### WHAT TO DO
Find the word "player" in the data, then copy each line where it is found.

:: DATA UNDER STUDY ::

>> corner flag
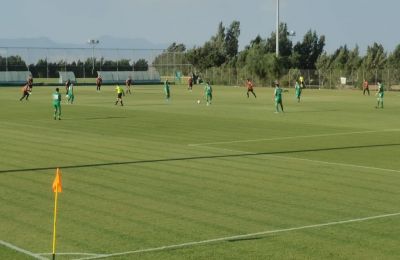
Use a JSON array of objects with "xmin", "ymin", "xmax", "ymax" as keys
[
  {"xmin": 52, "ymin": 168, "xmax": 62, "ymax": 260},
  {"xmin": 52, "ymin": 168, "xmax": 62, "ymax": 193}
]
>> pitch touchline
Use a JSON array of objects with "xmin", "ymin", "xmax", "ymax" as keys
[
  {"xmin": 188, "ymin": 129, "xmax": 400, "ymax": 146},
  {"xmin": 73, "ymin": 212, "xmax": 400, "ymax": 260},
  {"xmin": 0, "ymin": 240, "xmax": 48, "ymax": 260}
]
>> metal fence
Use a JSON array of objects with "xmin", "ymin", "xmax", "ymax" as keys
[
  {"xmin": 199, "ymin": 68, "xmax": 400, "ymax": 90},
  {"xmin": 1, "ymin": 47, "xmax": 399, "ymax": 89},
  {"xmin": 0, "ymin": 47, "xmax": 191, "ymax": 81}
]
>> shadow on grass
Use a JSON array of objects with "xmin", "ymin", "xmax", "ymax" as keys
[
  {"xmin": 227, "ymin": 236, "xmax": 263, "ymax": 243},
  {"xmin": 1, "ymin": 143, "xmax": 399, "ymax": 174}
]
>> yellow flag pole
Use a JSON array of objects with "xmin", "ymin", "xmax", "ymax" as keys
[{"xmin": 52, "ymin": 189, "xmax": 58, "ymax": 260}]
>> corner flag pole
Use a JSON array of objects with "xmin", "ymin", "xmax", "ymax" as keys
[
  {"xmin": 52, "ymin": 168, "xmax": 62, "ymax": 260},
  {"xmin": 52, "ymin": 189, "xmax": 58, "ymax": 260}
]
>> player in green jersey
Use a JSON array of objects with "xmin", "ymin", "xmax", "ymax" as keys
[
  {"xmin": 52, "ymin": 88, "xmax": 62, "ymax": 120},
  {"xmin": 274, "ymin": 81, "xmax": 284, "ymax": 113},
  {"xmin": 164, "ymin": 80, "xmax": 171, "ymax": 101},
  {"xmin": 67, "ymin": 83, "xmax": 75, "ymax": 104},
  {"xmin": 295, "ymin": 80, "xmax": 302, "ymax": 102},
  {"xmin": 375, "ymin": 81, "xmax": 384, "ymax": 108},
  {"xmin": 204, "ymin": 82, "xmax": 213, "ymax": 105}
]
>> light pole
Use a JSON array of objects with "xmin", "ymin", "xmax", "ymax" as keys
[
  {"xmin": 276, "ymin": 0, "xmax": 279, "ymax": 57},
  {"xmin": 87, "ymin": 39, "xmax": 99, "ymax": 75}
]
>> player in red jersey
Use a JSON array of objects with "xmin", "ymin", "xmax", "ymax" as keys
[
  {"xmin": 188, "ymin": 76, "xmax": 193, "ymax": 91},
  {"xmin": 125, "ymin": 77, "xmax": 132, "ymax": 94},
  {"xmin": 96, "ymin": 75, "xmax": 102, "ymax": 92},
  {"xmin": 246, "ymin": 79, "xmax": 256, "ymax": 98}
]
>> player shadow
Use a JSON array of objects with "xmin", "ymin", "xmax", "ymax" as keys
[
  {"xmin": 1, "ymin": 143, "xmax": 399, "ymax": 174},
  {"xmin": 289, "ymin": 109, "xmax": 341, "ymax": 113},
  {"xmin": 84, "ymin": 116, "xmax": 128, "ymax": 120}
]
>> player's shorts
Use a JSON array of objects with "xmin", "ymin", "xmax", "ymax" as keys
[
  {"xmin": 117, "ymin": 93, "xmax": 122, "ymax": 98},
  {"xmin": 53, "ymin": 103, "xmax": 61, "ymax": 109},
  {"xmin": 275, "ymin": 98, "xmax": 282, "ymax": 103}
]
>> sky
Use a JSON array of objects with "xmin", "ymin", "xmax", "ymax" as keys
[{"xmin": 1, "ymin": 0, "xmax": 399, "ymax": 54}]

:::

### OUTPUT FOR THIS TASK
>> player in green jersey
>> player in red jersey
>> player shadow
>> player's shorts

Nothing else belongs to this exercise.